• Directive 1:
Answer the following about the forum thread on the creation order of virtual base classes, each on its own line:
(a) What output does the asker report when the code runs?
(b) According to the first answer, which virtual bases of B are initialized first, and in what order?
(c) According to the first answer, what does the initialization of AA1 print?
• Directive 2:
From the forum thread on the creation order of virtual base classes, reproduce the part that opens with the words containing "I want to understand" and closes with "in this order.".

• Article:
^^^^

Virtual base classes order of creation

问题

I have the following problem:

struct A1 {
    A1() { std::cout << "A1, "; }
};

struct A2 {
    A2() { std::cout << "A2, "; }
};

struct AA1 : virtual A1,  A2 {
    AA1() { std::cout << "AA1, "; }
};

struct AA2 : A1, virtual A2 {
    AA2(){ std::cout << "AA2, "; }
};

struct B : AA1, virtual AA2 {
    B() { std::cout << "B "; }
};

int main() {
    B b;
}

When you run this code, the answer is:

A1 A2 A1 AA2 A2 AA1 B

I want to understand where is the first A1 created.

I know the rule that the virtual classes are called before non - virtual classes but that first A1 is the problem that is bothering me.

回答1:

The first A1 results from the initialization of the (virtual) base of the (non-virtual) base AA1 of B.

All the virtual bases of B are initialized first, and they are, in order, A1, A2 and AA2. (The initialization of AA2 results in the output A1 AA2.) Then come the direct bases, of which there is only one, AA1 (whose initialization prints A2 AA1), and finally the class itself, printing B. All the virtual bases come first, and then only the remaining non-virtual ones.

回答2:

B has three virtual base classes: A1, A2 and AA2, and according to their order of appearance, it will initialize them in this order.

^^^^

• Material provided:

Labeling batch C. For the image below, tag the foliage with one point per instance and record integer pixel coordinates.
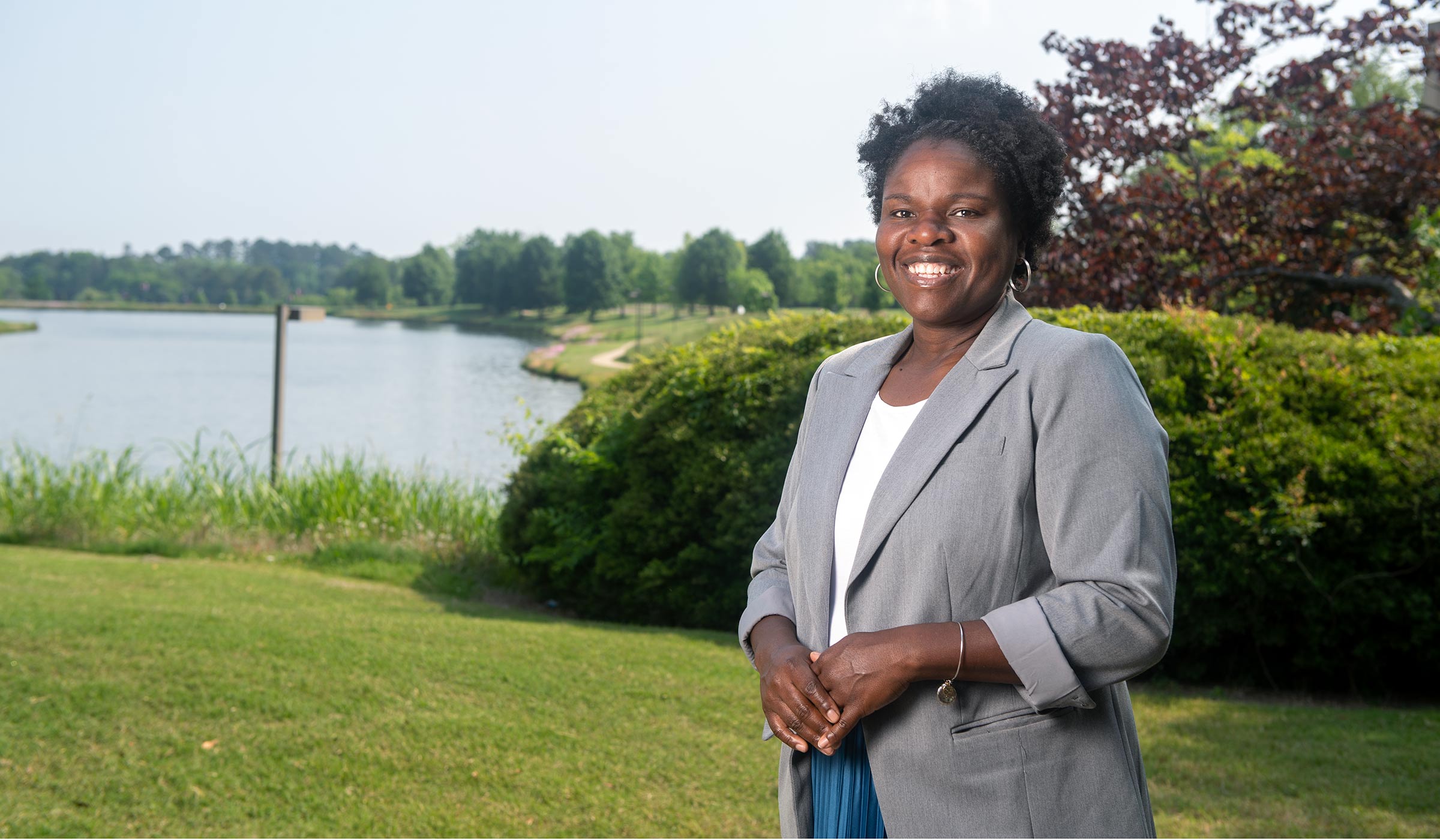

^^^^

• Answer 1:
(a) A1 A2 A1 AA2 A2 AA1 B
(b) A1, A2 and AA2, in that order.
(c) A2 AA1

• Answer 2:
I want to understand where is the first A1 created.

I know the rule that the virtual classes are called before non - virtual classes but that first A1 is the problem that is bothering me.

回答1:

The first A1 results from the initialization of the (virtual) base of the (non-virtual) base AA1 of B.

All the virtual bases of B are initialized first, and they are, in order, A1, A2 and AA2. (The initialization of AA2 results in the output A1 AA2.) Then come the direct bases, of which there is only one, AA1 (whose initialization prints A2 AA1), and finally the class itself, printing B. All the virtual bases come first, and then only the remaining non-virtual ones.

回答2:

B has three virtual base classes: A1, A2 and AA2, and according to their order of appearance, it will initialize them in this order.